▸ What you will do
Return every entry from the listing below unaltered.

▸ Provided data
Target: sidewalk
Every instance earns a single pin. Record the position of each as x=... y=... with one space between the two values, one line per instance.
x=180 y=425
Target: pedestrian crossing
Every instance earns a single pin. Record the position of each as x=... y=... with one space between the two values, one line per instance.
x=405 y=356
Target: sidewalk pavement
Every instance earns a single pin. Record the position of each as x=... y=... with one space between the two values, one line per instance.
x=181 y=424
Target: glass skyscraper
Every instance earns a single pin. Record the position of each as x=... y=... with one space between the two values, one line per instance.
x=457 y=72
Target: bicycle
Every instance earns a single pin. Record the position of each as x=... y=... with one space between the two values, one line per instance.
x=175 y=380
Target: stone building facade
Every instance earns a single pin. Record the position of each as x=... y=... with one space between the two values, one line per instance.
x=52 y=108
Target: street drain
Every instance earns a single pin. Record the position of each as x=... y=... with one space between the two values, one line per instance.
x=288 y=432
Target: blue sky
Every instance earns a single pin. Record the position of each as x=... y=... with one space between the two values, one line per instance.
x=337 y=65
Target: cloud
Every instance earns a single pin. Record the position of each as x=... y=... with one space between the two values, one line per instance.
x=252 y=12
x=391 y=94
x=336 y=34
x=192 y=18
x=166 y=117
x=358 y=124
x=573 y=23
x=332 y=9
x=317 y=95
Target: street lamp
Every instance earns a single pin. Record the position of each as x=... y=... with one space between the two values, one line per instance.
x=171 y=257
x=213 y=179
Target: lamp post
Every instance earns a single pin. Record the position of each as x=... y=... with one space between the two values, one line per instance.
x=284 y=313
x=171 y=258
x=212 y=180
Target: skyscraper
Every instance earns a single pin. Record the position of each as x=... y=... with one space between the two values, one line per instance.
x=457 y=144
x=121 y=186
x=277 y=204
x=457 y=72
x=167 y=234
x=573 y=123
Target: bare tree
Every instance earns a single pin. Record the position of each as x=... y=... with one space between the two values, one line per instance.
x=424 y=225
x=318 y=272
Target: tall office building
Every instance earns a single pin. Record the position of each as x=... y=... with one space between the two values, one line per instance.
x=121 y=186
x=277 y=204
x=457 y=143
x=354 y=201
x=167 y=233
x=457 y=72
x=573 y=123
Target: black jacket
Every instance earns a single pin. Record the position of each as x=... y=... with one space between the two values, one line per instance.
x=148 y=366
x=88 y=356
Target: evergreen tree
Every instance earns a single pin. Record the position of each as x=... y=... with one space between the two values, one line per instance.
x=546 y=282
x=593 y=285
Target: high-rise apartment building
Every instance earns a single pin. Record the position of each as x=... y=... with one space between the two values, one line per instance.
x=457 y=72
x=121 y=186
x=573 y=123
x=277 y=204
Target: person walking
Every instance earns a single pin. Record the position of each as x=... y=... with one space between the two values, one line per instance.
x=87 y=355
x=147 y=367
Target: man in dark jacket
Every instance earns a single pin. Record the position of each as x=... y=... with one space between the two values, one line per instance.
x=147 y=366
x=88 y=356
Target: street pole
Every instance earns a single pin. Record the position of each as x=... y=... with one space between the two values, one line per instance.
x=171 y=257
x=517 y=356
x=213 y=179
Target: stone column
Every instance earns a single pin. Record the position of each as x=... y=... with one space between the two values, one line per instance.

▸ Your solution
Target: sidewalk
Every instance earns a single pin. Record the position of each as x=... y=... with one space between the two values, one line per instance.
x=180 y=425
Target: pedestrian crossing
Every instance earns a single pin. Record the position of each as x=... y=... with one space between the two values, one line per instance.
x=405 y=356
Target: sidewalk pavement
Every instance earns a single pin. Record the position of each as x=... y=... with one space between the two values, one line per instance.
x=181 y=424
Target: glass skyscraper
Every instance earns a single pin. Record the position of each as x=... y=... with one space between the two values, one line per instance.
x=457 y=72
Target: bicycle
Every instance earns a single pin. Record the position of each as x=... y=... with one space between the two values, one line per instance.
x=175 y=380
Target: stone building facade
Every instance earns a single pin. Record the position of each as x=... y=... with one space between the two values, one line per instance.
x=52 y=108
Target: street drain
Every instance earns a single pin. Record the position of each as x=... y=... with one space between the two values, one line per instance.
x=288 y=432
Target: blue sky
Every instance earns a single pin. Record the position of each as x=... y=... with one space between the two values, one line per instance.
x=337 y=65
Target: cloud
Every instance earns a single pin. Record the position of each as x=... y=... with one space between the two values, one line per instance.
x=252 y=12
x=391 y=94
x=336 y=34
x=192 y=18
x=166 y=117
x=358 y=124
x=573 y=23
x=332 y=9
x=317 y=95
Target: street lamp
Every instance earns a single pin. Record the position of each as x=... y=... with one space between the two values, one line per instance.
x=171 y=257
x=213 y=179
Target: lamp post
Every instance earns a single pin. Record the position of each as x=... y=... with one space between the two values, one line per instance.
x=284 y=313
x=171 y=258
x=212 y=180
Target: skyscraper
Every instance earns a single pin. Record the position of each as x=... y=... with one space between the two values, one line per instance.
x=457 y=144
x=121 y=186
x=277 y=204
x=457 y=72
x=167 y=234
x=573 y=123
Target: bare tree
Every instance earns a single pin. Record the position of each as x=... y=... with one space between the two values, one line per instance.
x=424 y=225
x=318 y=272
Target: tall office building
Every instance earns a single pin. Record the position of each as x=... y=... with one space between the two values, one line per instance.
x=121 y=186
x=277 y=204
x=457 y=143
x=354 y=201
x=167 y=233
x=457 y=72
x=573 y=123
Target: black jacket
Every instance earns a single pin. Record the position of each as x=... y=... with one space between the two values, one line per instance.
x=148 y=366
x=88 y=356
Target: evergreen tree
Every instance earns a single pin. Record the position of each as x=... y=... with one space between the two values, one line per instance.
x=546 y=282
x=593 y=285
Target: high-rise apartment building
Every instance earns a single pin. Record the position of each as x=... y=... with one space between the two values, one line per instance.
x=457 y=72
x=121 y=186
x=573 y=123
x=277 y=204
Target: person walking
Every instance earns a single pin. Record the position of each as x=... y=... with one space between the two values, one line per instance.
x=87 y=355
x=147 y=367
Target: man in dark jacket
Every instance earns a single pin. Record the position of each as x=... y=... with one space between the two values, one line per instance.
x=147 y=366
x=88 y=356
Target: street pole
Every instance earns a single pin. Record the position of each as x=... y=... with one space between the two values, one line per instance.
x=171 y=257
x=517 y=356
x=213 y=179
Target: stone column
Every instance earns a single pin. Record the position of each as x=... y=... with one space between the two values, one line per instance.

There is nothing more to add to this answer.